Given request:
Rewrite the material below with every "marker" changed to "pin", leaving everything else as it is. Omit the pictures from your version.
++++ Dataset records ++++
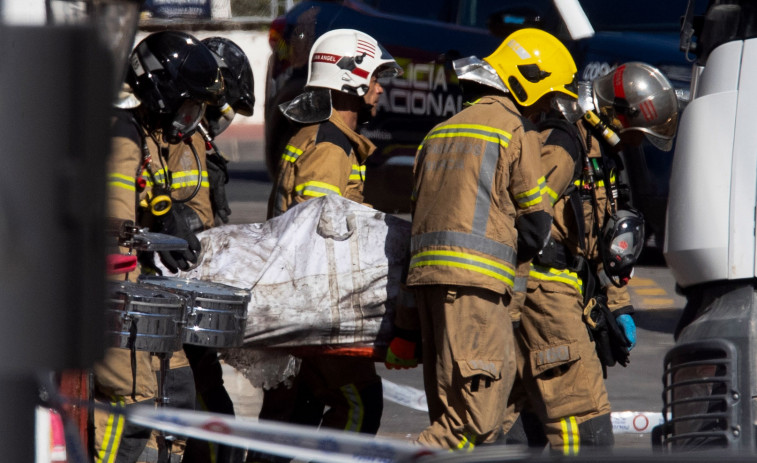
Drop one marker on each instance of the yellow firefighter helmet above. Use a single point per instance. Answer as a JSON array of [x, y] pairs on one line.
[[532, 63]]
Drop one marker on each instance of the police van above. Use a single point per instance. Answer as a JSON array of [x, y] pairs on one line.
[[425, 36]]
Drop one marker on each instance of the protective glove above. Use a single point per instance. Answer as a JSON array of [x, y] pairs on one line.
[[218, 177], [626, 323], [178, 222], [401, 354]]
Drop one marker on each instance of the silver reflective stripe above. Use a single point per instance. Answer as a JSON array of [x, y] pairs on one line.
[[485, 184], [481, 244]]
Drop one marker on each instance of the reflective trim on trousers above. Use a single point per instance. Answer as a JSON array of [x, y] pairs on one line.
[[470, 241], [113, 433], [356, 410], [315, 188], [358, 172], [465, 261], [562, 276], [291, 153], [570, 436]]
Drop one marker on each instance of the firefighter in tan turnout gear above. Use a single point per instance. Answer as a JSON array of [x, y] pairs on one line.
[[125, 377], [327, 156], [579, 278], [477, 211]]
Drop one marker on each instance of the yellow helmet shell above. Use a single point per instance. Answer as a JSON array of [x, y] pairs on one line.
[[532, 63]]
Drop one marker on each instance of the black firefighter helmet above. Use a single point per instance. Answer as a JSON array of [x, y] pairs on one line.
[[174, 76]]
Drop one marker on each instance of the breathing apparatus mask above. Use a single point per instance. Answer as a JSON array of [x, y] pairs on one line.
[[622, 243], [583, 108]]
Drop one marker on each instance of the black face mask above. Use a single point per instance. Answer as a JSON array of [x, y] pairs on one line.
[[180, 125], [218, 118]]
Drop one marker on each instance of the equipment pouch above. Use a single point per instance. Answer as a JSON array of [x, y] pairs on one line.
[[611, 344]]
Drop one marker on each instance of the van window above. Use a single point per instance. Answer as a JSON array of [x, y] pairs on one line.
[[435, 10], [476, 13]]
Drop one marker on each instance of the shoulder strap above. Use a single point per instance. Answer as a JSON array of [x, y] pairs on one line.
[[329, 132]]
++++
Result of this task:
Drop one pin on each instance of the yellow firefighter helmet above. Use a single point per instance. Answer as a JSON array of [x, y] pairs on one line.
[[532, 63]]
Drop one pin on each instance of the police van above. Use a single point per instance. Answer as a JSON array of [x, y] pairs on one line.
[[425, 36]]
Drop one pin on each instance of the protective glove above. Use a single point per instance. Answer as a JSON array of [x, y] pairs on one line.
[[218, 177], [626, 323], [178, 222], [401, 354]]
Drop one pin on each instance of the silver reflective stripe above. Use a single point per instance. Answer as a JSON array of [x, y] pairs on one line.
[[485, 184], [481, 244]]
Drop one pin on each instance of the reflective trim on trousers above. Use a single point per instance. Answer as a JSON array of [x, y] pairs on one line.
[[470, 241], [113, 433], [356, 410], [315, 188], [358, 172], [465, 261], [562, 276], [291, 153], [570, 436]]
Drop one pin on each instance of the firefighter in tan turnout gear above. Use a single point per instance. Answer as a JSON array of [x, y] pairs on one line.
[[125, 377], [327, 156], [579, 278], [477, 211]]
Drop one pin on each instance of the yellow helmet shell above. Use a single point per instance. Answer as a JSON array of [x, y] pairs on one line.
[[532, 63]]
Drop one pin on each instance of the black firefighter helmet above. Use a single point per instance. Answer as a JSON array of [x, y] pairs on one line.
[[174, 76]]
Drop one pin on each instance of the breathing apparatus mask above. Use a single point per instance. Answer as a JSON array of [x, y] pairs on one line.
[[622, 243], [583, 108]]
Drop one pin on each instance of the black face mask above. Use a single point per instance. Answer as a JSON array of [x, y] pairs on one line.
[[180, 125], [218, 118]]
Drop one pin on each instance of the equipment pouch above. Use a single point per instance. Answer as a JSON array of [x, y] pairs on one line.
[[611, 344]]
Drop one pin on each instance of the van window above. Use a single point per instance. Answer as a JSON array of [x, y] pairs on one line.
[[435, 10], [476, 13]]
Drop one pin on each instance of the shoulder strap above. Use a single point per instance. Answer as a JSON array of [x, y] pairs on one line.
[[329, 132]]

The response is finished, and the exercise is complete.